■ ЗАДАНИЕ: Перемасштабируйте материал от строки с «the concrete pillar» до строки с «(385, 1014)» включительно и выведите только эти строки целиком, без пропусков. Каждую координату в ответах умножьте на 2 и округлите до целого, половины округляйте вверх, а остальной текст оставьте без изменений.

■ ИСХОДНЫЙ МАТЕРИАЛ:
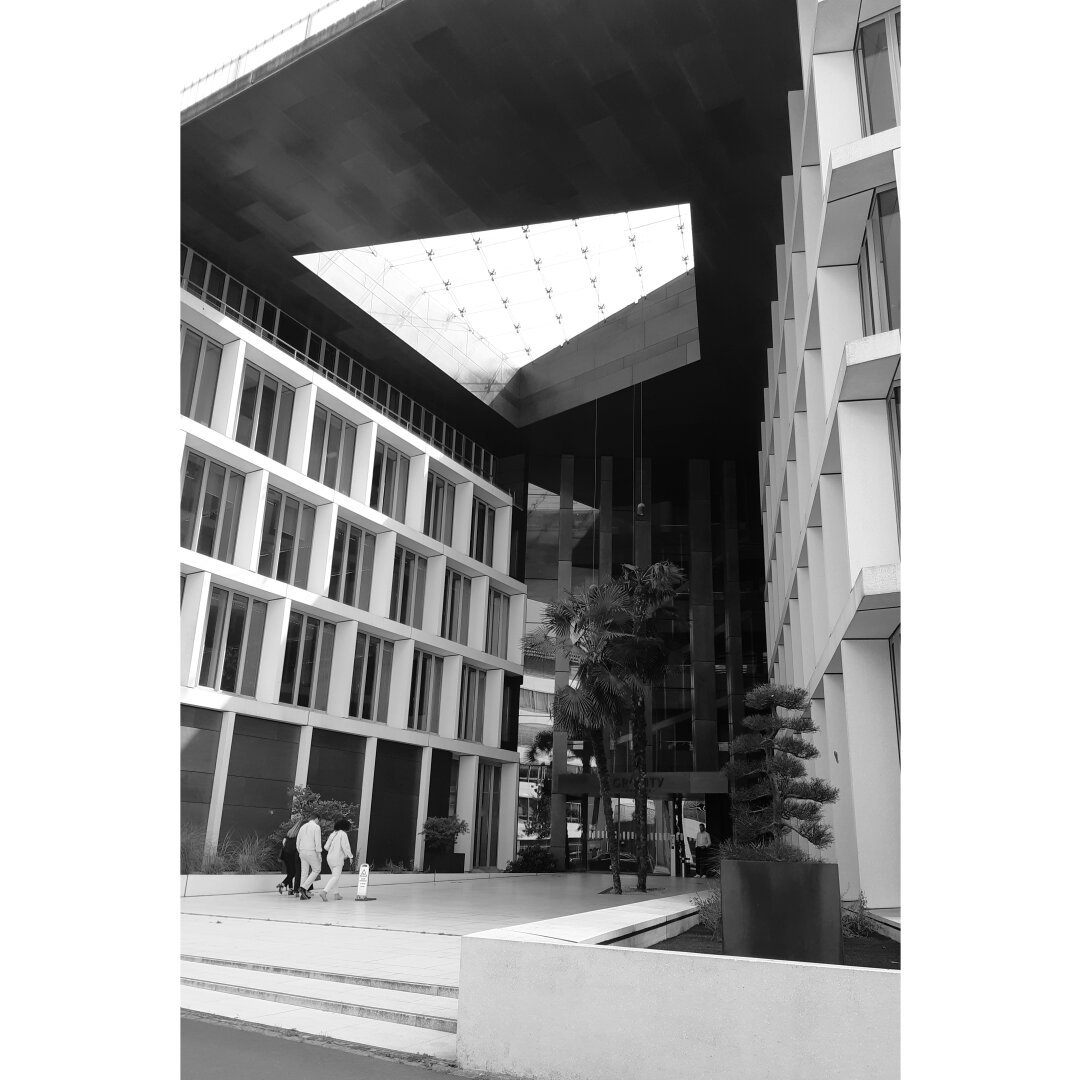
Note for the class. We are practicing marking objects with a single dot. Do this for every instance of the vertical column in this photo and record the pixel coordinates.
---
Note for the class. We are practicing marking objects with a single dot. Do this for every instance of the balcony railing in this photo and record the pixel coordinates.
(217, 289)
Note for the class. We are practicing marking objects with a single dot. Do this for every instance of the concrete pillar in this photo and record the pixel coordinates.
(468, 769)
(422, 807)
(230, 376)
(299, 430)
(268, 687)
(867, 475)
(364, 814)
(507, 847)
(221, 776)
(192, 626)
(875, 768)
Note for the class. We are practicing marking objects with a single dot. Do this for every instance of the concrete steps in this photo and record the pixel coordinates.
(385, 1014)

■ ПОЛНЫЙ РЕЗУЛЬТАТ:
Note for the class. We are practicing marking objects with a single dot. Do this for every instance of the concrete pillar in this photo and record the pixel coordinates.
(936, 1538)
(844, 1614)
(460, 752)
(598, 860)
(536, 1374)
(1734, 950)
(728, 1628)
(1014, 1694)
(442, 1552)
(384, 1252)
(1750, 1536)
Note for the class. We are practicing marking objects with a single dot. Do this for every instance of the concrete steps in this photo and record the pixel coordinates.
(770, 2028)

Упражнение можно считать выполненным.